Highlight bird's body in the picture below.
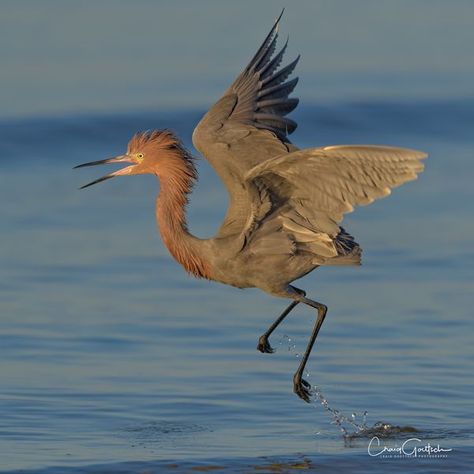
[80,15,426,401]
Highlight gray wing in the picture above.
[247,145,427,265]
[193,12,299,241]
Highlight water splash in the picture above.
[279,334,418,442]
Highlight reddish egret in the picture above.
[77,15,426,401]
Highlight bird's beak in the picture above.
[73,155,137,189]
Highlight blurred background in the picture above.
[0,0,474,473]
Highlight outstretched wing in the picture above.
[247,145,427,264]
[193,11,299,241]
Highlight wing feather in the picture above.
[247,145,427,238]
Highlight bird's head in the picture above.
[74,130,192,189]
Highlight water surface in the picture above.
[0,100,474,474]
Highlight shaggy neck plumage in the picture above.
[155,139,210,278]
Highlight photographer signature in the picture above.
[367,436,452,458]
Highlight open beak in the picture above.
[73,155,136,189]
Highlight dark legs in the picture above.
[293,297,328,403]
[257,288,306,354]
[257,286,328,403]
[257,301,299,354]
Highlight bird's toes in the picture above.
[293,379,311,403]
[257,336,275,354]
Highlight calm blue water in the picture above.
[0,100,474,474]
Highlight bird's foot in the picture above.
[257,335,275,354]
[293,375,311,403]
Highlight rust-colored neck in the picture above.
[155,151,211,279]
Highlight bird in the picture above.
[75,11,427,402]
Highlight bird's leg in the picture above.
[293,296,328,403]
[257,301,299,354]
[257,287,306,354]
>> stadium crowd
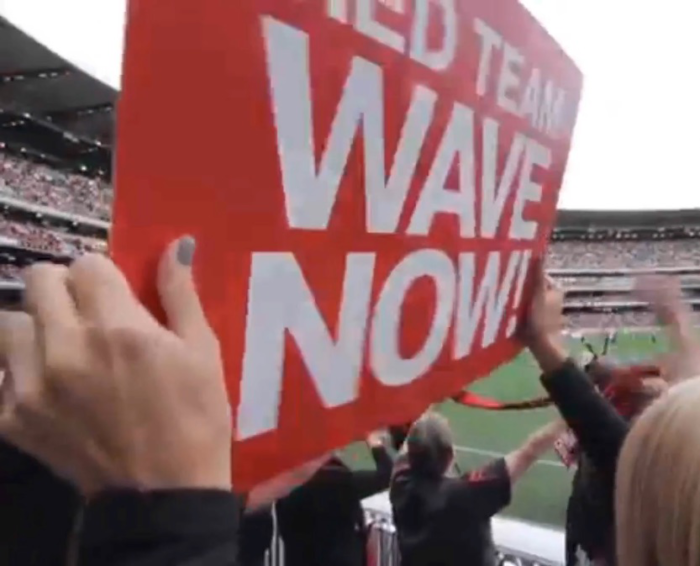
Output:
[0,152,700,270]
[0,255,700,566]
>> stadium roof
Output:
[0,18,118,174]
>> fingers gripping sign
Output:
[158,236,216,356]
[0,239,231,494]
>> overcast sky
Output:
[0,0,700,209]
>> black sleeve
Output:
[0,443,81,566]
[352,446,394,499]
[316,447,393,499]
[542,360,629,473]
[444,458,512,519]
[78,490,240,566]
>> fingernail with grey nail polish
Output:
[177,236,197,267]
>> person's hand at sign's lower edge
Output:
[0,238,240,566]
[521,269,569,373]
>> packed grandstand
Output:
[0,11,700,566]
[0,147,700,329]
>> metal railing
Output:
[265,511,562,566]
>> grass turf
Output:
[345,333,665,527]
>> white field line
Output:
[455,446,566,469]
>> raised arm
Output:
[525,271,628,473]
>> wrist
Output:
[529,334,569,373]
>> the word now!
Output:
[236,249,531,440]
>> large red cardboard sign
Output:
[112,0,582,489]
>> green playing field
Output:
[347,334,665,526]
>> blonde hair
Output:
[615,377,700,566]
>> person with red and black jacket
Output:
[566,358,667,566]
[526,272,700,566]
[275,433,393,566]
[389,413,562,566]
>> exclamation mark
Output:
[506,250,532,338]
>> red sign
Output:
[112,0,582,488]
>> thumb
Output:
[158,236,213,350]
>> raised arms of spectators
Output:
[542,360,629,474]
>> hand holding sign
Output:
[112,0,581,489]
[0,242,231,495]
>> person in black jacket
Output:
[276,434,393,566]
[566,359,666,566]
[0,442,82,566]
[0,243,241,566]
[389,413,562,566]
[238,507,274,566]
[525,272,700,566]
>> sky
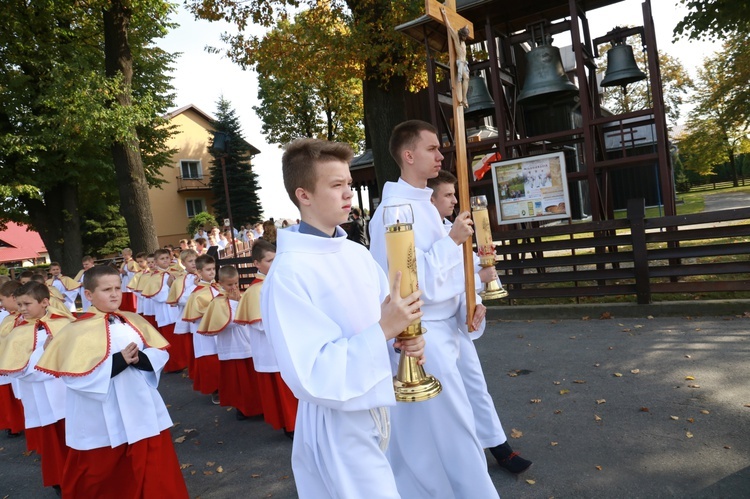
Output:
[159,0,720,219]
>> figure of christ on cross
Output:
[440,7,469,108]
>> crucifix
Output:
[425,0,476,331]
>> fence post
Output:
[628,198,651,305]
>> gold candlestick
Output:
[383,204,443,402]
[470,196,508,300]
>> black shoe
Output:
[490,442,532,475]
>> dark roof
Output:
[396,0,624,52]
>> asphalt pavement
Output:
[0,310,750,499]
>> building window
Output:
[180,160,203,178]
[185,199,206,218]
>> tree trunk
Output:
[363,70,406,197]
[103,0,159,253]
[29,183,83,276]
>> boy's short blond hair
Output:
[281,138,354,208]
[0,281,21,296]
[180,248,198,262]
[13,281,49,303]
[219,265,240,282]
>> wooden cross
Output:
[425,0,476,331]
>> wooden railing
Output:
[495,199,750,303]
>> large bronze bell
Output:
[464,75,495,119]
[518,45,578,104]
[601,43,646,87]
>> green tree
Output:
[209,97,263,225]
[253,5,364,150]
[0,0,172,272]
[680,44,750,187]
[597,37,693,126]
[188,0,424,195]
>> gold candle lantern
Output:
[383,204,442,402]
[470,196,508,300]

■ ■ ■ ■ ■

Revise all the records by changing every "Highlight" to "Outline" and keeping everything else the same. Leave the pictures out of the result.

Outline bird's body in the picture below.
[80,15,426,401]
Outline gray wing in the picture above.
[247,145,427,265]
[193,12,299,241]
Outline water splash in the picture above.
[279,334,418,442]
Outline reddish egret in the picture above.
[77,15,426,401]
Outline bird's beak in the picture above.
[73,155,137,189]
Outline blurred background in the picture above.
[0,0,474,473]
Outline outstretched wing in the picture above.
[247,145,427,264]
[193,11,299,241]
Outline wing feather in the picture above.
[247,145,427,238]
Outline bird's head in the picture above.
[74,130,192,189]
Outline water surface in the picture above.
[0,100,474,474]
Outline shaggy neck plumage in the picture above.
[155,139,210,278]
Outline photographer signature in the picture above.
[367,436,452,458]
Outline open beak in the picture above.
[73,155,136,189]
Outline dark legs in the picture above.
[293,297,328,403]
[257,288,306,354]
[257,286,328,403]
[257,301,299,354]
Outline bird's toes in the picture above.
[293,379,311,403]
[257,336,275,354]
Outline calm blue water in the picture above.
[0,100,474,474]
Outline bird's foot in the picture above.
[257,335,275,354]
[293,375,311,403]
Outline rust-colored neck in the picture above.
[155,151,211,279]
Outline bird in the picture above.
[75,11,427,402]
Outline bird's leg in the picture above.
[293,296,328,403]
[257,301,299,354]
[257,287,306,354]
>> stadium crowd
Output:
[0,152,700,270]
[0,255,700,566]
>> stadium roof
Output:
[0,18,118,174]
>> fingers gripping sign
Output:
[158,236,216,356]
[0,239,231,494]
>> overcast sky
Output:
[0,0,700,209]
>> black sleeve
Output:
[0,443,81,566]
[352,446,394,499]
[316,447,393,499]
[542,360,629,473]
[444,458,512,519]
[78,490,240,566]
>> fingernail with grey nail polish
Output:
[177,236,197,267]
>> person's hand at sign's lower edge
Output:
[0,238,240,566]
[521,269,569,373]
>> packed grandstand
Output:
[0,11,700,566]
[0,147,700,329]
>> metal railing
Output:
[265,511,562,566]
>> grass turf
Output:
[345,333,665,527]
>> white field line
Output:
[455,446,566,469]
>> raised arm
Output:
[525,271,628,473]
>> wrist
Output:
[529,334,569,373]
>> the word now!
Output:
[236,249,531,440]
>> large red cardboard sign
Output:
[112,0,582,489]
>> green playing field
Output:
[347,334,665,526]
>> blonde hair
Output:
[615,377,700,566]
>> person with red and black jacket
Output:
[566,358,667,566]
[526,272,700,566]
[275,433,393,566]
[389,413,562,566]
>> exclamation mark
Output:
[506,250,532,338]
>> red sign
Output:
[112,0,582,488]
>> thumb
Output:
[158,236,213,350]
>> raised arms of spectators
Output:
[542,360,629,474]
>> hand holding sign
Output:
[112,0,581,489]
[0,242,231,495]
>> person in black jacket
Output:
[276,434,393,566]
[566,359,666,566]
[0,442,82,566]
[0,243,241,566]
[389,413,562,566]
[238,507,274,566]
[525,272,700,566]
>> sky
Output:
[159,0,720,219]
>> figure of christ on cross
Output:
[440,7,469,108]
>> crucifix
Output:
[425,0,476,331]
>> fence post
Output:
[628,198,651,305]
>> gold candlestick
Output:
[383,204,443,402]
[470,196,508,300]
>> black shoe
Output:
[490,442,532,475]
>> dark roof
Output:
[396,0,624,52]
>> asphalt pavement
Output:
[0,310,750,499]
>> building window
Output:
[180,160,203,178]
[185,199,206,218]
>> tree trunk
Output:
[363,70,406,197]
[103,0,159,253]
[29,183,83,276]
>> boy's short blond hair
Output:
[281,138,354,208]
[0,281,21,296]
[180,248,198,262]
[13,281,49,303]
[219,265,240,282]
>> wooden cross
Output:
[425,0,476,331]
>> wooden railing
Output:
[495,199,750,303]
>> large bronze bell
Output:
[464,75,495,119]
[518,45,578,104]
[601,43,646,87]
>> green tree
Output:
[209,97,263,225]
[253,5,364,150]
[0,0,172,272]
[680,44,750,187]
[597,37,693,126]
[188,0,424,195]
>> gold candle lantern
Output:
[383,204,442,402]
[470,196,508,300]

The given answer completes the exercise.